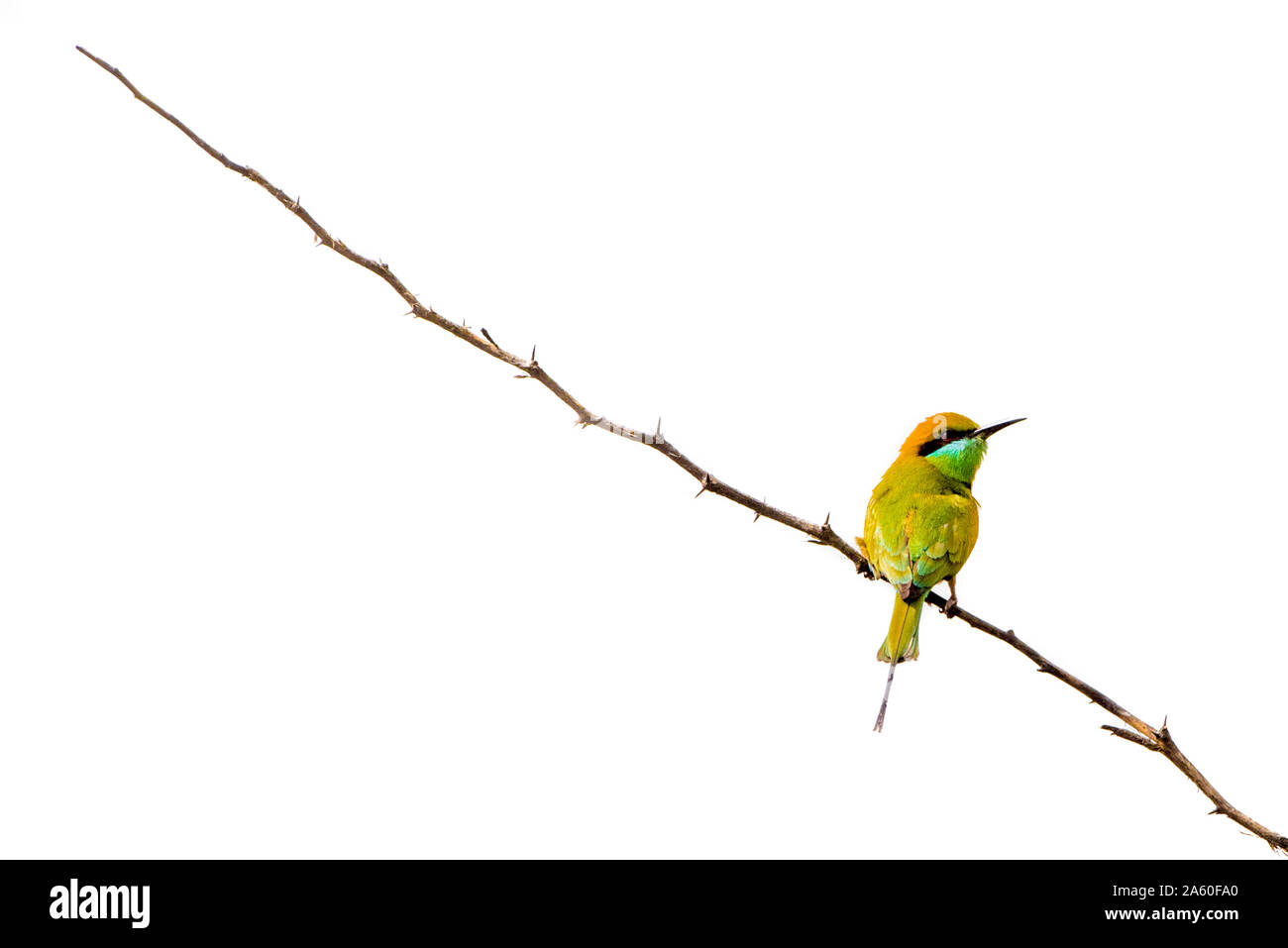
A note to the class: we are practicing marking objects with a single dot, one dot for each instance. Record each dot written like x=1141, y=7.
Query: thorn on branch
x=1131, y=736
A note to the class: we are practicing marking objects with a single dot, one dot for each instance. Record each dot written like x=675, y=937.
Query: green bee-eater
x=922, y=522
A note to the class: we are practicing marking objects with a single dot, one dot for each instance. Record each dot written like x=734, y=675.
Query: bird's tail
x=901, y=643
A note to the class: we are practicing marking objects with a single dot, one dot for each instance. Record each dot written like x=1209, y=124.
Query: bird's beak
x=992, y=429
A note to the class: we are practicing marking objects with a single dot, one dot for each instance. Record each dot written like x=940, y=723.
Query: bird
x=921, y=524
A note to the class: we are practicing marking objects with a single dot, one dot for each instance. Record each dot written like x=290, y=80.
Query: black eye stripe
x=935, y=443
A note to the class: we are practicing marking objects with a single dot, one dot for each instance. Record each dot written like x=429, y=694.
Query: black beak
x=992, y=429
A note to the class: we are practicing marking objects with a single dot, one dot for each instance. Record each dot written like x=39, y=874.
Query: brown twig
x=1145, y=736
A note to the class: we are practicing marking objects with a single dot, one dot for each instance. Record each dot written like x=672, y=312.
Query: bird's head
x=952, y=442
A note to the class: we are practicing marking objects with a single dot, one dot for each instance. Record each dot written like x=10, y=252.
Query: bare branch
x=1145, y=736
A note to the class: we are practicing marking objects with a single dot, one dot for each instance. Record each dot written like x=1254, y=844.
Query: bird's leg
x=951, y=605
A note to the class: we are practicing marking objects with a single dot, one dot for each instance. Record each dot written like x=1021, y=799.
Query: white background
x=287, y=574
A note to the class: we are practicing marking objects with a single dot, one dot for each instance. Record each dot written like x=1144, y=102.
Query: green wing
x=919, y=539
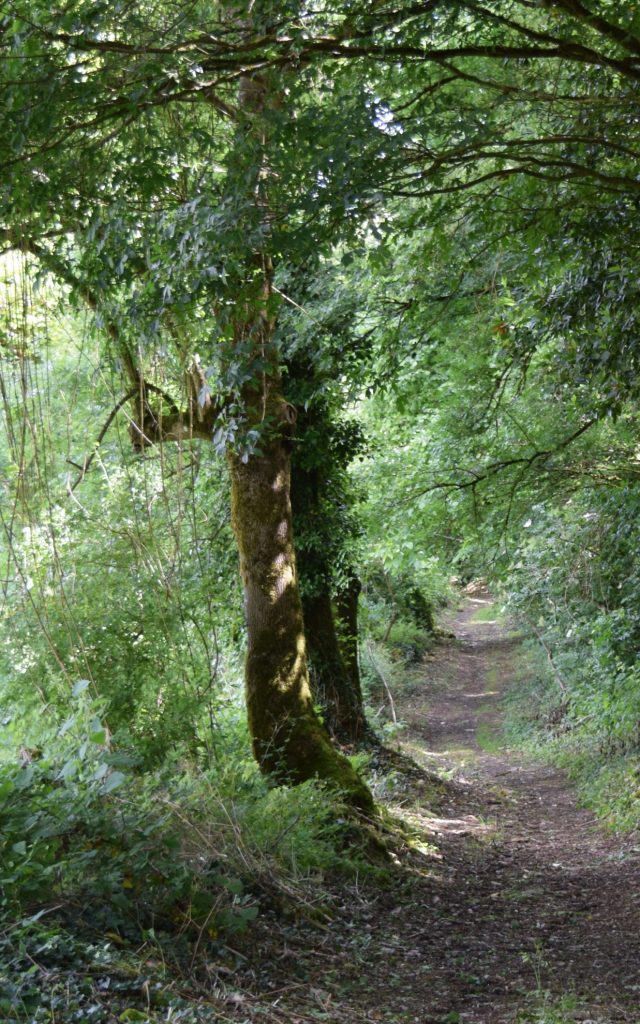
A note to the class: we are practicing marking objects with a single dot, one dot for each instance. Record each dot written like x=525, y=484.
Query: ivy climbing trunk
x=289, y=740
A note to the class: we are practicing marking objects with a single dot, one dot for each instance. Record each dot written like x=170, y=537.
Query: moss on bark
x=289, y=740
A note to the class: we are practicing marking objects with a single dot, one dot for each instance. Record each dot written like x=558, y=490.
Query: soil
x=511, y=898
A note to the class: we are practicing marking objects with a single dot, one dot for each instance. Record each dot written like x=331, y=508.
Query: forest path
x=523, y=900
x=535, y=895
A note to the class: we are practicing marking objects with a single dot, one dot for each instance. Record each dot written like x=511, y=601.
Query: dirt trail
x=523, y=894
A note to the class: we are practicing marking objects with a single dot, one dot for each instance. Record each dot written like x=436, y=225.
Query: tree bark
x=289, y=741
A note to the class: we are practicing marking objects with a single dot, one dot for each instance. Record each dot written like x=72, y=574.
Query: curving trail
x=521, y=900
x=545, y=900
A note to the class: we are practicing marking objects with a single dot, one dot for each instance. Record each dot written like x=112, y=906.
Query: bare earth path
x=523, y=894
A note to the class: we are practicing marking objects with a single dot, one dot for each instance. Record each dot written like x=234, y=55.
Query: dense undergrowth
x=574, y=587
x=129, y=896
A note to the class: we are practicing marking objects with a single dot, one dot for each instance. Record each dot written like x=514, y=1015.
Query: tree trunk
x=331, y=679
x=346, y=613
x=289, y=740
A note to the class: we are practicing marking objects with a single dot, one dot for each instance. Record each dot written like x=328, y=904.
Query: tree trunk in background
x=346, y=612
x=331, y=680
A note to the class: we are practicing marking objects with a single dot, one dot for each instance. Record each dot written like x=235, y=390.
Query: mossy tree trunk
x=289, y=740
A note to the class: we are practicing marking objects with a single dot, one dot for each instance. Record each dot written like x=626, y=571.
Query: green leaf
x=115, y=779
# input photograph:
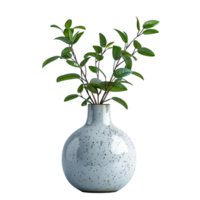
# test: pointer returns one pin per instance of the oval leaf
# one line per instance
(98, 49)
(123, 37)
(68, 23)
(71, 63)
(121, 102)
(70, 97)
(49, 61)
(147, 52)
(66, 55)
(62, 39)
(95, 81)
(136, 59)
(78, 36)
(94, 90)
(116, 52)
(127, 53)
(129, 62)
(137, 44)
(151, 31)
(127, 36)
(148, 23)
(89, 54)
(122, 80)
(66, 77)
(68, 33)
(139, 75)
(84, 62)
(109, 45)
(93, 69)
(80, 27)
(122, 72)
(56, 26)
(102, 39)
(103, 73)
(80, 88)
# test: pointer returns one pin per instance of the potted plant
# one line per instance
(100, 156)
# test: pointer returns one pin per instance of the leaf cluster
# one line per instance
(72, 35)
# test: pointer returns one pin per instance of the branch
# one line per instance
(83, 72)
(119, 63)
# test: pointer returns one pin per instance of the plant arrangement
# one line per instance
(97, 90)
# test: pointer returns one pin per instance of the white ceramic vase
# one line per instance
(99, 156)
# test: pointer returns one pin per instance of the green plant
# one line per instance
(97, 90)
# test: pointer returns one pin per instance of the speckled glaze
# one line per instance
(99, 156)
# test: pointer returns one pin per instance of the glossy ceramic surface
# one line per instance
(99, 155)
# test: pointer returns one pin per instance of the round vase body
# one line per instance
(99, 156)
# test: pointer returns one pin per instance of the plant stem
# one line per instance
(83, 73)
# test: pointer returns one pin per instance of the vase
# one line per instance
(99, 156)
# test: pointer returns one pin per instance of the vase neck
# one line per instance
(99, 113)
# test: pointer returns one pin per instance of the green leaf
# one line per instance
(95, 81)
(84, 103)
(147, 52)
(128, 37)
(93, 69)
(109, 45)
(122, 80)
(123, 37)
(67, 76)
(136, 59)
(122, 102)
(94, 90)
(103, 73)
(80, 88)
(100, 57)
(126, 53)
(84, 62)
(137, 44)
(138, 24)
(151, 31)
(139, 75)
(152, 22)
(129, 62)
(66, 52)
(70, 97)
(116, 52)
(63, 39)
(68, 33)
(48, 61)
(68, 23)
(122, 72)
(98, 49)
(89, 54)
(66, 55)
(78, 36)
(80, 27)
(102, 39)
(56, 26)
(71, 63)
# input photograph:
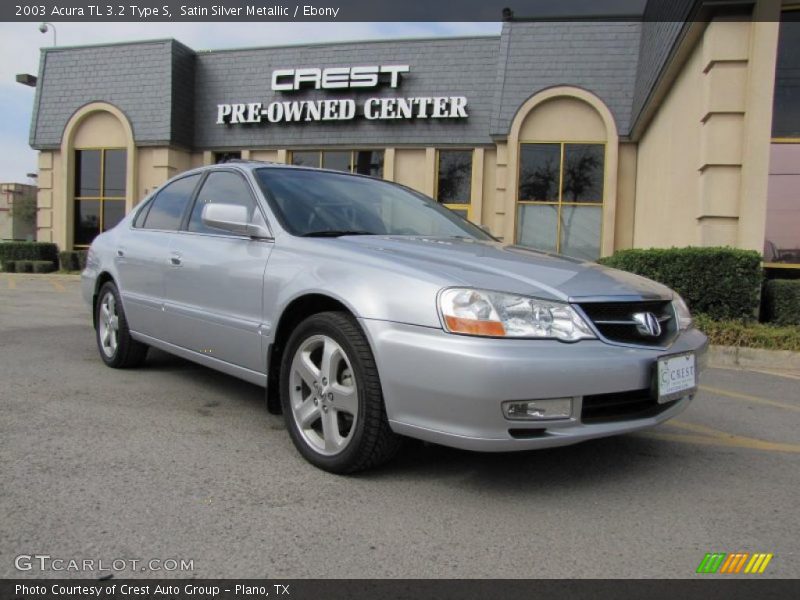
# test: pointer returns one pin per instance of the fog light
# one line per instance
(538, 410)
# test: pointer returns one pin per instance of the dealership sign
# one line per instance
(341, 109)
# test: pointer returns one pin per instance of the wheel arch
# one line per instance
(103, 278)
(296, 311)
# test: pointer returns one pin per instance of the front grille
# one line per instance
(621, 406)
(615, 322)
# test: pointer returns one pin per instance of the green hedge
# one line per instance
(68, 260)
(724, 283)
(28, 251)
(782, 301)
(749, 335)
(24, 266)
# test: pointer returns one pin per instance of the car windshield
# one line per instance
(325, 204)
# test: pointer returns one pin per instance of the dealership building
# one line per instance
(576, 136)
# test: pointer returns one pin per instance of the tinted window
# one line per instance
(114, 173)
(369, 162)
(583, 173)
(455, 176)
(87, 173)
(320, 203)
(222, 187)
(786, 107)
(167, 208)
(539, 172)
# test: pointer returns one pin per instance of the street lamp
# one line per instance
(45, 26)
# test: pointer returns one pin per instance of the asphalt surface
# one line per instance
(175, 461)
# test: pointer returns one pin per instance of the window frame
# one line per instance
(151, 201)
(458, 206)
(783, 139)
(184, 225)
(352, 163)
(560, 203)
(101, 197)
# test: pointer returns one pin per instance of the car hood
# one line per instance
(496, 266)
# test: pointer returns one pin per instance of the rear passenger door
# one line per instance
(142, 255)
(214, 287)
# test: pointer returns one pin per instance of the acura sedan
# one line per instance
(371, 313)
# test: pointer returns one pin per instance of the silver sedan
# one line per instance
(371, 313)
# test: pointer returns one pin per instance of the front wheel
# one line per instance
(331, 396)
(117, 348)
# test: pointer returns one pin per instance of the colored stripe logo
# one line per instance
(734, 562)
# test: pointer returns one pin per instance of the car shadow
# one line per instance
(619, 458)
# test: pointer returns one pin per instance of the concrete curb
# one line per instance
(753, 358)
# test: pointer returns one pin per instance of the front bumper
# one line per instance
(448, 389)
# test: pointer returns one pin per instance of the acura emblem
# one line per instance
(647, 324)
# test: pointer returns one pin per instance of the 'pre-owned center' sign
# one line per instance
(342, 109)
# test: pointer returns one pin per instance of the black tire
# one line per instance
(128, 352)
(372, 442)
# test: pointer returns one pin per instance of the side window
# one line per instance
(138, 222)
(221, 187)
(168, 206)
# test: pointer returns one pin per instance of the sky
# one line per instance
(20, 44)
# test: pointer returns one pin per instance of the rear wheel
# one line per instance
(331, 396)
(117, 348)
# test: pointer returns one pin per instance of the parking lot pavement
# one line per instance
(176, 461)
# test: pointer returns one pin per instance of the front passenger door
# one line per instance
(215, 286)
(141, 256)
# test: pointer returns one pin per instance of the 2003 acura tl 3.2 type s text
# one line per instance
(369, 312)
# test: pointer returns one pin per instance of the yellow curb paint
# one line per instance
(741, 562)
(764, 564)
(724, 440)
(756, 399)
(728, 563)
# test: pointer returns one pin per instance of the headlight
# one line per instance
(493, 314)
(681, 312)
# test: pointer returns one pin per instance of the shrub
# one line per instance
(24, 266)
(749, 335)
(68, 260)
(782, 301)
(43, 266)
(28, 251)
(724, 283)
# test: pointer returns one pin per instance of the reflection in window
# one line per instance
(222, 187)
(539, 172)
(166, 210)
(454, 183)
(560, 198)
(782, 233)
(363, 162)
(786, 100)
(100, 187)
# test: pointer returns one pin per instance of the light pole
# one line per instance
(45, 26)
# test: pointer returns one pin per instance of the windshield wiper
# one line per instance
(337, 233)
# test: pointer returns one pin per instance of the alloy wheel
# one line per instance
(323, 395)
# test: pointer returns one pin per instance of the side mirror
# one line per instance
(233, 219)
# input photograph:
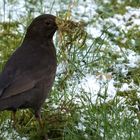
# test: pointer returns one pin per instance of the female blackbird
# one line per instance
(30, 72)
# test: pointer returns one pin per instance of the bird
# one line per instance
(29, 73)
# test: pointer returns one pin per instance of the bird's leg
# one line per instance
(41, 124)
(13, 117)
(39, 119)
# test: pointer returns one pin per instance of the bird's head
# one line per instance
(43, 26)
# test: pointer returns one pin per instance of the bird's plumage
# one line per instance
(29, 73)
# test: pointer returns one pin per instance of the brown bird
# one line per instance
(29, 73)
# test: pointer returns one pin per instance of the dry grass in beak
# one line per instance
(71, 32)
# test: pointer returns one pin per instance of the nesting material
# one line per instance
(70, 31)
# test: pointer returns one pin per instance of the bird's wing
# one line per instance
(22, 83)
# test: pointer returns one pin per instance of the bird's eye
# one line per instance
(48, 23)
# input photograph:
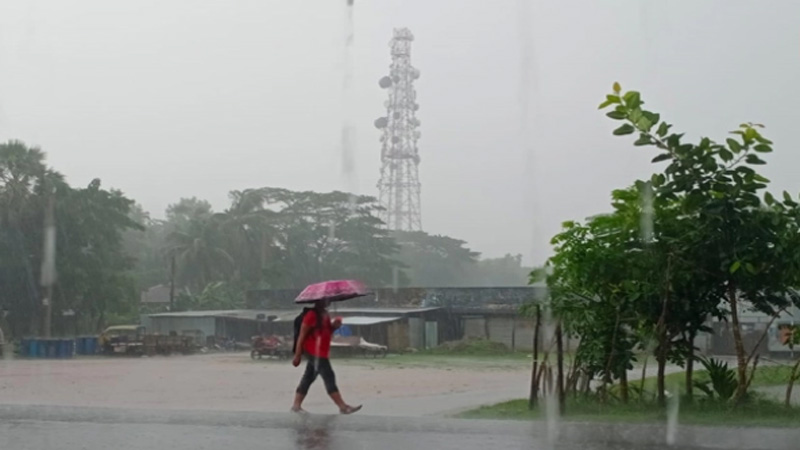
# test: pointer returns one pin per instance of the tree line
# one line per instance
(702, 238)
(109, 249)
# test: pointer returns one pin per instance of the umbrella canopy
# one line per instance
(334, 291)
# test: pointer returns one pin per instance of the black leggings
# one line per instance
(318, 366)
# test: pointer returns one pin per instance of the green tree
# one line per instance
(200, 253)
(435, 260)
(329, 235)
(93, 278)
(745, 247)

☆ ☆ ☆

• What is expected:
Leave the pictures out. Extract exactly the lines running from the one with "the bird's leg" through the last entry, both ends included.

• Response:
# test: pointer returns one pin per instance of the bird's leg
# one line per instance
(41, 124)
(13, 117)
(39, 119)
# test: pointer returns one pin per instance of the bird's head
# one line per instance
(43, 26)
# test: pointer returns one pin per instance of the bird's plumage
# one line per instance
(29, 73)
# test: pointer returns one pin per instance of the brown bird
# one line per instance
(29, 73)
# test: pointer returns one pin per instance of the dry grass in beak
# one line per instance
(71, 32)
# test: pointer returns one pin per instance of the nesting material
# one line per instance
(70, 31)
# test: pointer returns one pin per instance of the bird's wing
# one line per instance
(22, 83)
# test: pointer returns one pin per instance of the bird's eye
# one line per instance
(48, 23)
# input photograph:
# test: pointer returns one pin per instance of the tree line
# one line per instance
(702, 238)
(109, 249)
# test: pointer returns one pin per instance of the umbrella canopy
# one line per instance
(334, 291)
# test: pointer returns one pin per instance of the black leggings
# one line per instance
(318, 366)
# test: pointer returns one pin per instance of the green tree
# one line per instance
(200, 253)
(435, 260)
(329, 235)
(93, 278)
(745, 247)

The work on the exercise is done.